Reproduce only the lines from the line containing "Camera-trap tagging: put a point on every instance of the tree" to the end of the entries below, including both of those lines.

Data items:
· · · ·

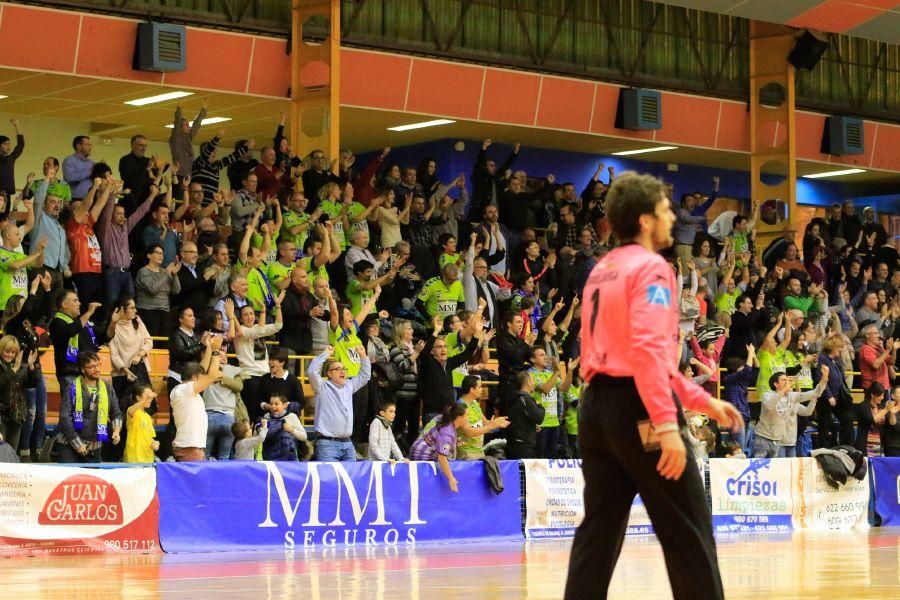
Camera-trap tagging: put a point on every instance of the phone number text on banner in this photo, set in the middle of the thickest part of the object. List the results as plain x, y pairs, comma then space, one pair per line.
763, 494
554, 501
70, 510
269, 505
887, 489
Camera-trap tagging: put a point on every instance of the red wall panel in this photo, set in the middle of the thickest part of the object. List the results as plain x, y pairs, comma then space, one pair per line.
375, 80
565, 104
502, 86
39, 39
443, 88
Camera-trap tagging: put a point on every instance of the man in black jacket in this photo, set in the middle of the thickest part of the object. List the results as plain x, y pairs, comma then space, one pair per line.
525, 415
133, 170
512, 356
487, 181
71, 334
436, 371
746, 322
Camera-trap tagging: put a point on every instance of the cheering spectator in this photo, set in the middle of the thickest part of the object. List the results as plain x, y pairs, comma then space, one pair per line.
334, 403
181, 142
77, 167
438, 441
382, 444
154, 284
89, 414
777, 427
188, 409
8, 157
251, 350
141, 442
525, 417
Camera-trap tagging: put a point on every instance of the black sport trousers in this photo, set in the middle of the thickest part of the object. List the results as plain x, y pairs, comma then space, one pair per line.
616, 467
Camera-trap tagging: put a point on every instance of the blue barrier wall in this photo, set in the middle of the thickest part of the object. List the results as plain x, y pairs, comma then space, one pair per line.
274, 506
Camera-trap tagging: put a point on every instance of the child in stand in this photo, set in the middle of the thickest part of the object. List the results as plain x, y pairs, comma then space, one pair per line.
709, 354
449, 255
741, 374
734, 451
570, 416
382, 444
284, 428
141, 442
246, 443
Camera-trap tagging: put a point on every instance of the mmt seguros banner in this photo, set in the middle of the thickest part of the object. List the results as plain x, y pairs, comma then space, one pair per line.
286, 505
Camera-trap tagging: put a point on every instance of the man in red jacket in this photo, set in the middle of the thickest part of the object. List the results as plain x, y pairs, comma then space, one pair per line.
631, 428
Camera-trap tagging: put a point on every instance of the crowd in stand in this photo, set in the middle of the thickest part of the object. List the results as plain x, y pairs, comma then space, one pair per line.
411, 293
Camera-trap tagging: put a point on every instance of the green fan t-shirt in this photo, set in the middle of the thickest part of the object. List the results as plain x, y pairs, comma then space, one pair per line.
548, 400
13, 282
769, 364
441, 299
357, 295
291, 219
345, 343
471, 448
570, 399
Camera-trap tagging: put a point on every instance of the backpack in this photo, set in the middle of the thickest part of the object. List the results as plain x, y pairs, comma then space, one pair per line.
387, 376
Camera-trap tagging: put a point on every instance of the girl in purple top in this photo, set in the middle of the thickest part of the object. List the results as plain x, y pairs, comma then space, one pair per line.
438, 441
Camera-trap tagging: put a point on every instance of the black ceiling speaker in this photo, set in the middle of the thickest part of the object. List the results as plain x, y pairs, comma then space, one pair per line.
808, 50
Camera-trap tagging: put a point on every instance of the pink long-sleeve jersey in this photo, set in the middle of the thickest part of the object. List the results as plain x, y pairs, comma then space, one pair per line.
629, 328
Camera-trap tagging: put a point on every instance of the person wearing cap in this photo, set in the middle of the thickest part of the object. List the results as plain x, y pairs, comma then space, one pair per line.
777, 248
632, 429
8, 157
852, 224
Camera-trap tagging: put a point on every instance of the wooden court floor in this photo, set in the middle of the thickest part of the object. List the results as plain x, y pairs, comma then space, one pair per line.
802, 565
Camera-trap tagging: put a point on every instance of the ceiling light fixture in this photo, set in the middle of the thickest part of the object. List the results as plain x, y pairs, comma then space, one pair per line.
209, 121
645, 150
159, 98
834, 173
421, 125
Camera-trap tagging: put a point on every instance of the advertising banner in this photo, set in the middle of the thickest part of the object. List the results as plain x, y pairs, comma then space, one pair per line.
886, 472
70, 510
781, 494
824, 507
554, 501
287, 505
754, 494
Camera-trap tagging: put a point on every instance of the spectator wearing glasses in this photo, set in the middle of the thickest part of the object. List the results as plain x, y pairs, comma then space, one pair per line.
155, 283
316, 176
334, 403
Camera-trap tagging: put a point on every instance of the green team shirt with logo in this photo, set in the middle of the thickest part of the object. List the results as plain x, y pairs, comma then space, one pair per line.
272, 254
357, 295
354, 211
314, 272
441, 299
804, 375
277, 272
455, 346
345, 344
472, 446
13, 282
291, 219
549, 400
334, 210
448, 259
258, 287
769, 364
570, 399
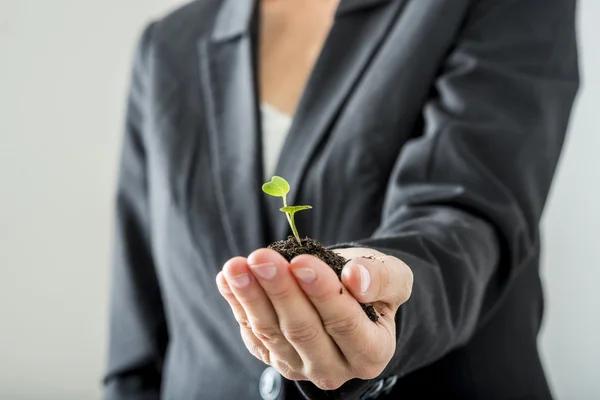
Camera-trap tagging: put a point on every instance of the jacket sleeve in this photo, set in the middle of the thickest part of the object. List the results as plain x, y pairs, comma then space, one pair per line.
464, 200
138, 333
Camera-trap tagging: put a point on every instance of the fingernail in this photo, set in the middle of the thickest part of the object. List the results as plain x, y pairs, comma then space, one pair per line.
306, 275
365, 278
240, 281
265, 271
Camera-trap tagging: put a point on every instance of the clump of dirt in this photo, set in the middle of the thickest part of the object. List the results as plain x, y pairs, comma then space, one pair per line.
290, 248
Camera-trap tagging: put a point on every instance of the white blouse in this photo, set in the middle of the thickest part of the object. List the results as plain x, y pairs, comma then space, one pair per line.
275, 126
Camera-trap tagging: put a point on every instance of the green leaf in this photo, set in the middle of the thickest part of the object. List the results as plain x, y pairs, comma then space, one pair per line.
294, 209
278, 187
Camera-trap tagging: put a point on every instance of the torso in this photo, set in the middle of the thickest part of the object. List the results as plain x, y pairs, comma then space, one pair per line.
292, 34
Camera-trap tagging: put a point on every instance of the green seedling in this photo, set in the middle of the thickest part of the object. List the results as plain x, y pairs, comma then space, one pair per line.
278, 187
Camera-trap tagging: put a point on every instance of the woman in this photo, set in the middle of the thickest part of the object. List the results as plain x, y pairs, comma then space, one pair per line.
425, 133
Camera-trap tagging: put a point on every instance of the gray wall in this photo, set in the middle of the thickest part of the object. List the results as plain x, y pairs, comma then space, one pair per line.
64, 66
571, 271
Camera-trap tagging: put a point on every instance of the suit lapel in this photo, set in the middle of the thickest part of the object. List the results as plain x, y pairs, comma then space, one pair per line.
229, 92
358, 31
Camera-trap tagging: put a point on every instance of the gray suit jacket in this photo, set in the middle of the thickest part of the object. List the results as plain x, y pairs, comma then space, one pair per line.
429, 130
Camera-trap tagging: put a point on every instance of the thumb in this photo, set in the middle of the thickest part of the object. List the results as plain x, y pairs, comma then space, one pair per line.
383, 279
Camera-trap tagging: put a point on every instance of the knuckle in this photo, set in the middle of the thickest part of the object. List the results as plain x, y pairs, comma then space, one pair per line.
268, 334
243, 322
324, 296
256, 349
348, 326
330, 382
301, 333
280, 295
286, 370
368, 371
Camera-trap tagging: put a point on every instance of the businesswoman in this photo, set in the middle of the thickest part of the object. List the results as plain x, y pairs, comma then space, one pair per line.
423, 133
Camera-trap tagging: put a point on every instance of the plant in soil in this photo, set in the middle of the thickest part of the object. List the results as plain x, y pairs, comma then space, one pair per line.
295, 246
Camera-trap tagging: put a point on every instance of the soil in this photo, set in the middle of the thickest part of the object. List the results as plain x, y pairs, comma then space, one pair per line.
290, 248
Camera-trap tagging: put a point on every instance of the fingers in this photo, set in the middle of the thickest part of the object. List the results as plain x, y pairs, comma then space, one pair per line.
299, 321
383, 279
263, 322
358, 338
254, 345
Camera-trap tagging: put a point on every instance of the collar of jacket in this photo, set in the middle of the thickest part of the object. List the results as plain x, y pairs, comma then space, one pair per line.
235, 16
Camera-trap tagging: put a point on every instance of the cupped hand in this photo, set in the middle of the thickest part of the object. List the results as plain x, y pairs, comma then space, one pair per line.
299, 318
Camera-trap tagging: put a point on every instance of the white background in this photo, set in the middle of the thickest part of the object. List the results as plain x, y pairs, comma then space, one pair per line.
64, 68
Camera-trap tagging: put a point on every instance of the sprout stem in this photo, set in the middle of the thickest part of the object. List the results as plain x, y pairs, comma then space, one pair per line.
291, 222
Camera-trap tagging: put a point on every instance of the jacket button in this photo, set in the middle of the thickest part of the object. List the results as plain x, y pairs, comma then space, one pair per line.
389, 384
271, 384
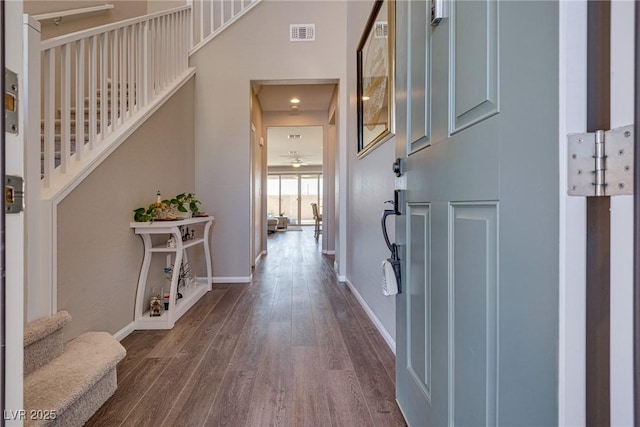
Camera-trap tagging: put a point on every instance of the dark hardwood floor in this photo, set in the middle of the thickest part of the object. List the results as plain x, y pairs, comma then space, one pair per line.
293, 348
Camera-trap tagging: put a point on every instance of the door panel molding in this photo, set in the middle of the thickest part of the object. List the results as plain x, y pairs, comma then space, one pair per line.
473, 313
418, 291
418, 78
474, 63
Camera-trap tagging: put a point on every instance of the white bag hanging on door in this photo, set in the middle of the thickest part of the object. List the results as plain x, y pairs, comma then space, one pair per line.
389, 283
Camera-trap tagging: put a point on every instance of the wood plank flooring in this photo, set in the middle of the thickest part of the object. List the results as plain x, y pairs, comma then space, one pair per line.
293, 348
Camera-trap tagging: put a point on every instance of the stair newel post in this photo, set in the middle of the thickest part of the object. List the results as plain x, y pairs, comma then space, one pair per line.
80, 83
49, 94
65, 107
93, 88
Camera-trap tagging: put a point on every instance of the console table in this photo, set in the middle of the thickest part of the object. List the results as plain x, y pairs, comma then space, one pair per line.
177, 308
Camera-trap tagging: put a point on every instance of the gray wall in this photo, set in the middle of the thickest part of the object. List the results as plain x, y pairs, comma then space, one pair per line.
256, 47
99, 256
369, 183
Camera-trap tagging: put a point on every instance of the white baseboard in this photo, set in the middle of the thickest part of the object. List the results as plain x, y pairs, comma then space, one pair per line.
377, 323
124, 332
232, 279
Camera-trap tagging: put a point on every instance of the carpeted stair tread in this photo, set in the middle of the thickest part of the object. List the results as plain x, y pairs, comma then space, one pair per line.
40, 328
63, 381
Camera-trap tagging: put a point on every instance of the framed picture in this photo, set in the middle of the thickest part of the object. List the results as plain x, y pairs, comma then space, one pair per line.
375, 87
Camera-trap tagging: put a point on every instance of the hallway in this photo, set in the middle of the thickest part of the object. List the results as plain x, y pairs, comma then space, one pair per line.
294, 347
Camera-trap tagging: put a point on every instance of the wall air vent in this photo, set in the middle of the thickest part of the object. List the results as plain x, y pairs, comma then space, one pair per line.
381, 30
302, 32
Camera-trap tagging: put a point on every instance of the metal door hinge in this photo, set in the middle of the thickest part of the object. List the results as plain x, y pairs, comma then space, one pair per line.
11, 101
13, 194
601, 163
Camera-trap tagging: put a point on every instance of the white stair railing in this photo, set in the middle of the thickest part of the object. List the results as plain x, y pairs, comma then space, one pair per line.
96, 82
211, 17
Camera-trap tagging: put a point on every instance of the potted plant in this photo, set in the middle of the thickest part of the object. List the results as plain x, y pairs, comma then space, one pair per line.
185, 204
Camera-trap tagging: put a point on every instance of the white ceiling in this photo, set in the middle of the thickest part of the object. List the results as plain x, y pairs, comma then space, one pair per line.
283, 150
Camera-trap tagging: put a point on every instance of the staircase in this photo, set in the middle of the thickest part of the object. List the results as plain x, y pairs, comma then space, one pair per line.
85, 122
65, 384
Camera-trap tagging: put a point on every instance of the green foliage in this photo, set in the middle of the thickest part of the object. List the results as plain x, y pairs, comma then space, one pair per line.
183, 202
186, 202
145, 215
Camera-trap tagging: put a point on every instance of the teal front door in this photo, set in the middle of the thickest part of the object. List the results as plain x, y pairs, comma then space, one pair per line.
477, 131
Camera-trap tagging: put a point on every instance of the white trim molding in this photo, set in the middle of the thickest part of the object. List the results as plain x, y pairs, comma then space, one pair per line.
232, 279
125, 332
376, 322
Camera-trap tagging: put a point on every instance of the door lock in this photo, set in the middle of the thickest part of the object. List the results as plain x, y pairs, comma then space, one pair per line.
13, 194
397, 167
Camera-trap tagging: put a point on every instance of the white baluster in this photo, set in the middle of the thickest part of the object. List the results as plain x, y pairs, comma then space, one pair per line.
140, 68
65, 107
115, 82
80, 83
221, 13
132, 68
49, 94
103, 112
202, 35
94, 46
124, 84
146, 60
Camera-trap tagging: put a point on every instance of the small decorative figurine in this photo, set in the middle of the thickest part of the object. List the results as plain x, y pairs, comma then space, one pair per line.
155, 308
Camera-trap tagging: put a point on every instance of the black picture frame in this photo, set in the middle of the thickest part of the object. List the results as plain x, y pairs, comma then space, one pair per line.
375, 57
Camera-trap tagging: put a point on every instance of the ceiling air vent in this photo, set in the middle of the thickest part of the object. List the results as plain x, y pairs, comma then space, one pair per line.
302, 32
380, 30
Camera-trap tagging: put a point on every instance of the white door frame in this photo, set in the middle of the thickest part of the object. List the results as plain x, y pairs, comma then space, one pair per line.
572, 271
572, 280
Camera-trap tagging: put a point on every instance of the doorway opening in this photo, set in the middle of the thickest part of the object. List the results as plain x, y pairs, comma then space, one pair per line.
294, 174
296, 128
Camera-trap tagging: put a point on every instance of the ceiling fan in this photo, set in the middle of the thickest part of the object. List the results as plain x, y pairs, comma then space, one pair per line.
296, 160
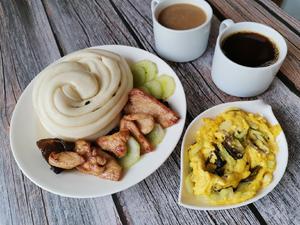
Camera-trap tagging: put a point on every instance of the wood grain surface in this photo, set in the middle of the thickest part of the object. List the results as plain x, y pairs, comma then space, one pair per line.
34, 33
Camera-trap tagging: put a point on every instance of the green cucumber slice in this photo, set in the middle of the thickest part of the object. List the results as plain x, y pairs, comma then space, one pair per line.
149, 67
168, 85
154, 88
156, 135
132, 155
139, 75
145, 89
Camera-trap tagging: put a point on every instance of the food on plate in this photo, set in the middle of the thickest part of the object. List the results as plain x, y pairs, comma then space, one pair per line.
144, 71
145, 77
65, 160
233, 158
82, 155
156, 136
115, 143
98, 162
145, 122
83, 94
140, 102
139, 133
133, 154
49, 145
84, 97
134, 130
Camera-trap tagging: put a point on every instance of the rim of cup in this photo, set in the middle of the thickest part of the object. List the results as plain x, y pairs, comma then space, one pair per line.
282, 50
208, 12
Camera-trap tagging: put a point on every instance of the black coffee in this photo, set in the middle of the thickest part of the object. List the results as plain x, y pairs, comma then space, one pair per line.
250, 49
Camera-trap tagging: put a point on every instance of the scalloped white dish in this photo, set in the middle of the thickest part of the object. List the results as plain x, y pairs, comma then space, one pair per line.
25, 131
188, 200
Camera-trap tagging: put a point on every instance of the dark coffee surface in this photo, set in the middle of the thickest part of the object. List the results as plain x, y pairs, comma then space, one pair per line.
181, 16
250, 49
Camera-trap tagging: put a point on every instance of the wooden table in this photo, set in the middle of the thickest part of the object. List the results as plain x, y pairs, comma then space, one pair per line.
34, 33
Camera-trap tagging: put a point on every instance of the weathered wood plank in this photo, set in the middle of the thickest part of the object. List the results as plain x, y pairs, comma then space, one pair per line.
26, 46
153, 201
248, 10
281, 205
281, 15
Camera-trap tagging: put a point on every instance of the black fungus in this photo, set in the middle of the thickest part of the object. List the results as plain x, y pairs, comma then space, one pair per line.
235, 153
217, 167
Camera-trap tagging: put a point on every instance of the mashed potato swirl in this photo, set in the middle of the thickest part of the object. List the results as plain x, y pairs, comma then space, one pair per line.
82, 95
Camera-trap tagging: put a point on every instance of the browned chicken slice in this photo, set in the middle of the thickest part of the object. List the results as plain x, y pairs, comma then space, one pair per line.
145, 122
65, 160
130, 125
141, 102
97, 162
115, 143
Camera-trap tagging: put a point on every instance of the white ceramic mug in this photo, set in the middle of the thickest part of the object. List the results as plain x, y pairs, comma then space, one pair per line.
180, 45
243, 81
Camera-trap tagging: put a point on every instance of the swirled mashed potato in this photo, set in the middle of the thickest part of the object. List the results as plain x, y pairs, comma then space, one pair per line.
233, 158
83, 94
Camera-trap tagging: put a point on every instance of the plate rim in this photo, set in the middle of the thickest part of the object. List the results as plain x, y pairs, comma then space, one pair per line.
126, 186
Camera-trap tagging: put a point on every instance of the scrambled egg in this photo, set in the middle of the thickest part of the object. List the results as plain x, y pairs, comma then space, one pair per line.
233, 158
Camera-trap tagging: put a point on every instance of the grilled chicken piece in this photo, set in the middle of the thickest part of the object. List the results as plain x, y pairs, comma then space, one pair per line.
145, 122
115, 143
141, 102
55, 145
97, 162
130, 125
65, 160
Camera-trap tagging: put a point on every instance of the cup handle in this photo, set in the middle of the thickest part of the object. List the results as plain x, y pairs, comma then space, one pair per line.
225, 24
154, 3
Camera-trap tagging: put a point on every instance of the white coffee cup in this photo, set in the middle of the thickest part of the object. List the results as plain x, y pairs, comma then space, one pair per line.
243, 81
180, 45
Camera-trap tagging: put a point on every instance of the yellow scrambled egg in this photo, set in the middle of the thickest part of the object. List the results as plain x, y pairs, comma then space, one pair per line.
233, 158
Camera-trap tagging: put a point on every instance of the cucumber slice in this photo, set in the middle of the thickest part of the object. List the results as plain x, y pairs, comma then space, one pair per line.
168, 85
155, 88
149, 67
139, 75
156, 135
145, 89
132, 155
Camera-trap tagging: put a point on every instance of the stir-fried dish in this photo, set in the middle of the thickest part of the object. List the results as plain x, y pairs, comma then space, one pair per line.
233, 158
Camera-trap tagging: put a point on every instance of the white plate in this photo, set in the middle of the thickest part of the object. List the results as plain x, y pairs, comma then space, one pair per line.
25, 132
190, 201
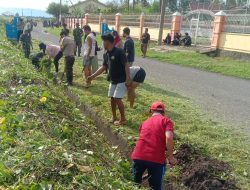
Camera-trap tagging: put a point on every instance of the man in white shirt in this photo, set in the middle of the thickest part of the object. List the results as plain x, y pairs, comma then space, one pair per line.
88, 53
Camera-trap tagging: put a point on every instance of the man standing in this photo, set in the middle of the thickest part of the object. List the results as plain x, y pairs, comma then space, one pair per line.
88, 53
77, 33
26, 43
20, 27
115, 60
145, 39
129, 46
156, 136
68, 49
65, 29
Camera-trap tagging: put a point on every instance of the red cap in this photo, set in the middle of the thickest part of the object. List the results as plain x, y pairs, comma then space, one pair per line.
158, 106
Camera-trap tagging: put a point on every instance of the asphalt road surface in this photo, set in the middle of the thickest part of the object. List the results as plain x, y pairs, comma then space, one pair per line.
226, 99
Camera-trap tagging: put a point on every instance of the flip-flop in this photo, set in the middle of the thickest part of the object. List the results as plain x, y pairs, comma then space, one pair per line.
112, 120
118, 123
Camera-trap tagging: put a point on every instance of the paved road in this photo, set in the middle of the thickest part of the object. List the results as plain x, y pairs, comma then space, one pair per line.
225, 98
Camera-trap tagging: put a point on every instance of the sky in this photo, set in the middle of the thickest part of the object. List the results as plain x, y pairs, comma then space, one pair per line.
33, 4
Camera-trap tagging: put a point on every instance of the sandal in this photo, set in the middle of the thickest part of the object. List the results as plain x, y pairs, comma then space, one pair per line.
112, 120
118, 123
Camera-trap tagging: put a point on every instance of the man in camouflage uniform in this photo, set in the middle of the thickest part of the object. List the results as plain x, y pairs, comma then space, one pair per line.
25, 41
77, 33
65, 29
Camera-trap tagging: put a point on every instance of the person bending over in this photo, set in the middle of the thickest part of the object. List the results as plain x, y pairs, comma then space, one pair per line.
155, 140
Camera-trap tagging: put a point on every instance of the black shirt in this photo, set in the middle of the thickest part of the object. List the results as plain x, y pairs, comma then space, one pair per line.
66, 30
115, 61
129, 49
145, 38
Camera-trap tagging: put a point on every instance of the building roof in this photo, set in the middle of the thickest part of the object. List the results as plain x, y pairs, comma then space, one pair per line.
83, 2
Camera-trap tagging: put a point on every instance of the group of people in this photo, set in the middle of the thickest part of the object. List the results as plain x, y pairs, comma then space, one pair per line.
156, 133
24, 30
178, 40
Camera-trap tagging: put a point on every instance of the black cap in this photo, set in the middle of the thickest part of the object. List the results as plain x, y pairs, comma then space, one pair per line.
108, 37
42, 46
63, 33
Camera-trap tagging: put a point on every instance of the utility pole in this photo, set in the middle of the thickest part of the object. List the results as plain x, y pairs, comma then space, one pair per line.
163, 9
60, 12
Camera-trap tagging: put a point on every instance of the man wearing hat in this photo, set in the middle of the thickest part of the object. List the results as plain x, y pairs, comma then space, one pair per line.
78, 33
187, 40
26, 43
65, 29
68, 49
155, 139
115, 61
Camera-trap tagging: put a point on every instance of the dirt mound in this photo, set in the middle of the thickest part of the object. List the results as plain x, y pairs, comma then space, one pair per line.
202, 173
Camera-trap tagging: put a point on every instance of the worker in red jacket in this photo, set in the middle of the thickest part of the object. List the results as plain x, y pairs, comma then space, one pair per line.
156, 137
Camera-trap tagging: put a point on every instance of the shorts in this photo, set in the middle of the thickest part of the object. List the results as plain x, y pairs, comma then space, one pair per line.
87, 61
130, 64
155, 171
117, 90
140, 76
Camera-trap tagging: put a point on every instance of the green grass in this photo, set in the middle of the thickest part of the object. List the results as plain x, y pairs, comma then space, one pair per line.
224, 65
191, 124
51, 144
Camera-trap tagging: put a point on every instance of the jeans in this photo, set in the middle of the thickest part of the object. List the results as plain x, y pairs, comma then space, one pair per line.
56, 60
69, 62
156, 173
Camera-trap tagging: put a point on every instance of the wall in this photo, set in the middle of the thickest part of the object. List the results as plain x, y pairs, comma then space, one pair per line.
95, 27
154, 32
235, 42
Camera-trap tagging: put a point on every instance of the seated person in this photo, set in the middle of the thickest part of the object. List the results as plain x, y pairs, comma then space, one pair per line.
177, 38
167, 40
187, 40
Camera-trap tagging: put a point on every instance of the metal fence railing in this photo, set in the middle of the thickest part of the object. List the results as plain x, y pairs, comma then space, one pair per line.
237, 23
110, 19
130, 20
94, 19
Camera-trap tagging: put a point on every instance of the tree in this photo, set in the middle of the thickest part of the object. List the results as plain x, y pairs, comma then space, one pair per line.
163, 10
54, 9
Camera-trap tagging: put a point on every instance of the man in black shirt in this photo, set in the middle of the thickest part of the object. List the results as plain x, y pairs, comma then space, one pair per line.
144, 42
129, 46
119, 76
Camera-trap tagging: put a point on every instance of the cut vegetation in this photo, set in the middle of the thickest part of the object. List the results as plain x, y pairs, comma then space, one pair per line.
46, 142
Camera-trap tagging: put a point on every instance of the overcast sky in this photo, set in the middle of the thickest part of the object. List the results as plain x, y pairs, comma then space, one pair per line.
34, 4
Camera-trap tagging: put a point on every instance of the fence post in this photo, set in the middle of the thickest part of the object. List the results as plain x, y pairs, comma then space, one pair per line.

· · · ·

• **Response**:
Camera-trap tagging: put a point on every instance of the tree in this photo, set in the middle of the thickest part of the object. List the results as plain x, y pairs, comma then space, one pair per line.
163, 10
54, 9
Camera-trap tagging: put a point on every instance of the man in black shirt in this photo, set in the middle of the thickest part of the object. List the results as plain x, y pairs, comma then space, one pair per line.
144, 42
129, 46
119, 76
Camera-trap tagging: put a point on every instance of the cut vegetation in this photo, set in the middle of the thickest part of the object. List the results as plain x, y pairs, comma then space, one pair per line.
46, 142
Camera-trap tagging: put a point on every instance of the overcast sky in this photo, set in the middle of the thickest part of the object. List the results as plain x, y pairs, comma then space, one pair per line.
34, 4
Camera-trap tagging: put a point on every instance of the fence post in this photo, set in the middle of the thickest part of the object. List the results as plain x, y pairs, comma then space, one pair per line.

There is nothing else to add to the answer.